**JOB**
Please report each line of the records below that contains the string "Query". Case counts.

**WORKING DATA**
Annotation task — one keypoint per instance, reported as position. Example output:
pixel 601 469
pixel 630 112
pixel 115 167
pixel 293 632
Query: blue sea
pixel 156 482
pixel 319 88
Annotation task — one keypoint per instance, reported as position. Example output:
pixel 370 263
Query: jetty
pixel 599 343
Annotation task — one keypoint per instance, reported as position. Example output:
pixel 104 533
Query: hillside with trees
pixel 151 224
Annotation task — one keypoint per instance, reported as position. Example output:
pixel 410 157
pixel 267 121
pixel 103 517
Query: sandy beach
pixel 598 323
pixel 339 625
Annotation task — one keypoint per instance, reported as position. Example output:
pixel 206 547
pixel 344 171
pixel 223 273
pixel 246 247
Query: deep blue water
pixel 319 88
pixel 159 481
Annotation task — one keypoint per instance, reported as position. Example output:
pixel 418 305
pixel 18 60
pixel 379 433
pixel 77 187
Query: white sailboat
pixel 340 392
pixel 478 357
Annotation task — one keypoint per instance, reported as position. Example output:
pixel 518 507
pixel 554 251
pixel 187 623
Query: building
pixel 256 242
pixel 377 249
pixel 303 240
---
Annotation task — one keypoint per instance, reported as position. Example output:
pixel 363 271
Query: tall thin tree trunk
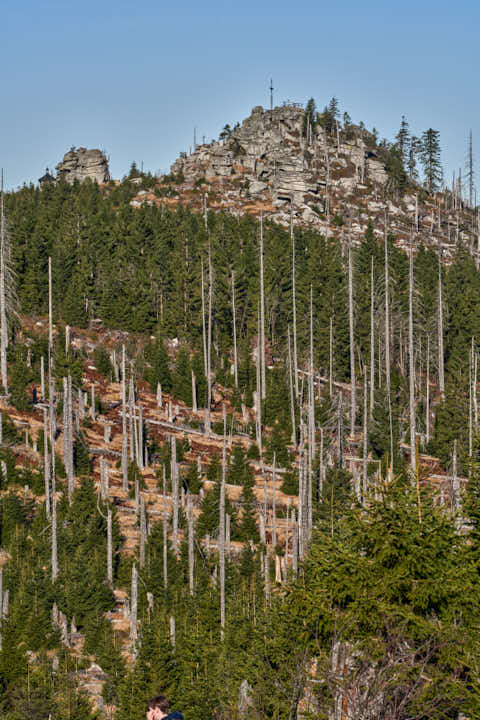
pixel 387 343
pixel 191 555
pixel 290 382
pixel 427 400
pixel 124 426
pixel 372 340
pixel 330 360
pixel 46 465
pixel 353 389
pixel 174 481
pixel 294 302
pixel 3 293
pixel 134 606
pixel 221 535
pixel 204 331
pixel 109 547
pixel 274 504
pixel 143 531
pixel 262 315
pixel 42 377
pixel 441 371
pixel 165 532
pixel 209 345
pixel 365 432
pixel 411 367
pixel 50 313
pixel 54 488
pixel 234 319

**SOLUTION BELOW**
Query: blue sea
Query: jetty
Query: hillside with trees
Query: sandy beach
Query: deep blue water
Query: white sailboat
Query: building
Query: tall thin tree trunk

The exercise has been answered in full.